▶ _What you should do_: Please restate the data word for word, leaving out no line.

▶ _Stored data entries_:
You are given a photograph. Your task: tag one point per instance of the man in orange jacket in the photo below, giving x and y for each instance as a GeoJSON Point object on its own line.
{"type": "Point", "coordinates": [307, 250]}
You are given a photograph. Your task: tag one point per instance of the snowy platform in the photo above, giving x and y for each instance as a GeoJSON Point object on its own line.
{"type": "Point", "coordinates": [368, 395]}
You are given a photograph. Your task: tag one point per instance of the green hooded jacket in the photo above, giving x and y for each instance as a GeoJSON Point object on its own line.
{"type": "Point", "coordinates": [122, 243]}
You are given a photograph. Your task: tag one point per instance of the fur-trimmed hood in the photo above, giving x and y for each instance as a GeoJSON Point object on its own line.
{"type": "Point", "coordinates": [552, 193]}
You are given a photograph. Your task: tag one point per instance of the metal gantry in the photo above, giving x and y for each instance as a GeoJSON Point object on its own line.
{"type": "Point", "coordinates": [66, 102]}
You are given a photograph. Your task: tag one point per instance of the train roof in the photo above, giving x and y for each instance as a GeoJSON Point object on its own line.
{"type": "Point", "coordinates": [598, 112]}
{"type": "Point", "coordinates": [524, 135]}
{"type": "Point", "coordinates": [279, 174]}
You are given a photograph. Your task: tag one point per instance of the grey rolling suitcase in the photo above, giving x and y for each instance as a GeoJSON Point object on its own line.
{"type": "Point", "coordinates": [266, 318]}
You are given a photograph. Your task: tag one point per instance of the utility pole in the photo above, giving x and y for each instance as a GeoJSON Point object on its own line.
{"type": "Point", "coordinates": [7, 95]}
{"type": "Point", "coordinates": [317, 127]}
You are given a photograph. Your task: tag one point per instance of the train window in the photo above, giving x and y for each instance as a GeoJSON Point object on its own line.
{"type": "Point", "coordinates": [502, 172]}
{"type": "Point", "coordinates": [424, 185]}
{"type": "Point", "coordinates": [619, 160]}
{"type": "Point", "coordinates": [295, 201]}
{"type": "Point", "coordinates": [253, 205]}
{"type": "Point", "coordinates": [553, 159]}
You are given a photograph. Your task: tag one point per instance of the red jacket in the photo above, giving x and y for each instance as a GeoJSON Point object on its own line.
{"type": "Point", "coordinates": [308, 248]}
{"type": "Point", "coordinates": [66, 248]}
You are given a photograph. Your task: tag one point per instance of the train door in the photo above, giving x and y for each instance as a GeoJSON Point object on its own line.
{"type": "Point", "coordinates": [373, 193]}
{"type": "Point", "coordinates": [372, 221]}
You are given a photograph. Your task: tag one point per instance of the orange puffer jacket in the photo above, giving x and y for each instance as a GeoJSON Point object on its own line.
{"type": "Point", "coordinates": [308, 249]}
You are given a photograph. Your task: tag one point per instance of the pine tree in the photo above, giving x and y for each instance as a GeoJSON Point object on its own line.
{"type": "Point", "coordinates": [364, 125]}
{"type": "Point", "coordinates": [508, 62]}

▶ _Your solution_:
You are given a photograph. Your task: tag one point per instance of the man in orange jacket in the photo below, giving x and y for each instance as a GeoJSON Point object on its own line.
{"type": "Point", "coordinates": [307, 250]}
You are given a photograph. Your task: tag one point per instance of the snowy platform in the photo above, giving x and y for each instance as a GeoJSON Point object on its own line.
{"type": "Point", "coordinates": [368, 395]}
You are given a photograph. Your task: tag one point per instance of the green hooded jacket in the photo above, giving x and y for each instance as a GeoJSON Point object on its own line.
{"type": "Point", "coordinates": [122, 243]}
You are given a photograph. Your task: tag one point per instance of the fur-trimmed hood in the photo above, giving x and y for each instance as a GeoJSON Point object on its own line.
{"type": "Point", "coordinates": [552, 193]}
You are given a photograph. Your task: tag one point per instance of the metal gantry in the photo above, giving x and y for each instance as a GeoJSON Point object on its own line.
{"type": "Point", "coordinates": [66, 102]}
You are given a photograph. Your task: tag one point per instance of the train roof in the photo above, giving x and y for each instance as a GeoJSON Point object on its own line.
{"type": "Point", "coordinates": [598, 112]}
{"type": "Point", "coordinates": [524, 135]}
{"type": "Point", "coordinates": [279, 174]}
You are given a photograph. Your task: tag one point per instance of the grey rolling suitcase in the photo above, giving x and y for each instance as a GeoJSON Point object on its own line.
{"type": "Point", "coordinates": [266, 318]}
You are given a photograph. Your task: tag one point per instance of the utility pole in the photo above, giving x and y for each instance as a GeoJSON Point object on its own line.
{"type": "Point", "coordinates": [7, 95]}
{"type": "Point", "coordinates": [317, 127]}
You are given a photograph. Your task: tag one point per instance of the train window in the photo above, giving x and y for each instance as a GeoJSON Point object on its own line.
{"type": "Point", "coordinates": [502, 172]}
{"type": "Point", "coordinates": [424, 185]}
{"type": "Point", "coordinates": [619, 160]}
{"type": "Point", "coordinates": [295, 201]}
{"type": "Point", "coordinates": [253, 205]}
{"type": "Point", "coordinates": [553, 159]}
You are given a photograph. Your task: tag one point per instance of the red jacket in the photo above, giving x and y for each instance as a GeoJSON Point object on its own line.
{"type": "Point", "coordinates": [308, 248]}
{"type": "Point", "coordinates": [66, 248]}
You are given a photograph. Your task: tag one point per instance of the train door in the photo above, giving x and y for each instance as a GeoJSON Point object on its own line.
{"type": "Point", "coordinates": [373, 193]}
{"type": "Point", "coordinates": [372, 221]}
You are given a photograph. Your task: tag one point per instance of the orange puffer jacket in the photo above, giving x and y for each instance as a GeoJSON Point object on its own line.
{"type": "Point", "coordinates": [308, 249]}
You are given a photograph. Your task: tag one point per instance of the pine tree in the photo above, giving x and y for each instance as a GeoJSON Point object on its own line.
{"type": "Point", "coordinates": [364, 125]}
{"type": "Point", "coordinates": [508, 62]}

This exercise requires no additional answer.